▶ **PROBLEM TO SOLVE**
Please report how many lines in these records contain the string "white", and give nothing besides the number.

▶ **GIVEN DATA**
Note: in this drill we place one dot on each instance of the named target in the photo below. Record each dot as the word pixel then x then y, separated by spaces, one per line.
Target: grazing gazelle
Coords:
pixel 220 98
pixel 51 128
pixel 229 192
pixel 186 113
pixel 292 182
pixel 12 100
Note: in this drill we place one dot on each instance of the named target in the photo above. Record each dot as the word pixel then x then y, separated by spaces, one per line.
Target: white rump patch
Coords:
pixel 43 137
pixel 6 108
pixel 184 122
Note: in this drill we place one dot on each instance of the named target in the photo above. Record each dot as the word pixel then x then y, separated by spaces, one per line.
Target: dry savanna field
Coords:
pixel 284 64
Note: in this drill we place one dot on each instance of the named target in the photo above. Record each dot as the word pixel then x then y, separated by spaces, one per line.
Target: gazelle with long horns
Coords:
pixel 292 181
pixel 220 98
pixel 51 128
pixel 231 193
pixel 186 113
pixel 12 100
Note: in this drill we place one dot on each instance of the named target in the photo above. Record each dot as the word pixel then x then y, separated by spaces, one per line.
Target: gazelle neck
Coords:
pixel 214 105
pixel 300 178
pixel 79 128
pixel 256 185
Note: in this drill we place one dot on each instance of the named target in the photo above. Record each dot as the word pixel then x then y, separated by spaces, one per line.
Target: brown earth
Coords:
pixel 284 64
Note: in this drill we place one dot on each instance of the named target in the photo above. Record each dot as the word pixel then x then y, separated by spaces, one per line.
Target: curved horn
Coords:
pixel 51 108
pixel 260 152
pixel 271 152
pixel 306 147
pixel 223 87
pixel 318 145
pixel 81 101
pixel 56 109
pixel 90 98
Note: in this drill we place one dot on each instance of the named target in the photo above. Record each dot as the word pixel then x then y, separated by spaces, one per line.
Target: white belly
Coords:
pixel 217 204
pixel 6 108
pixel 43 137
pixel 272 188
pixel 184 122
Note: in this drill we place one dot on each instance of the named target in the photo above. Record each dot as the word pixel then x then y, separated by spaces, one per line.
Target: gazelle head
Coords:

▶ **RESULT BELOW**
2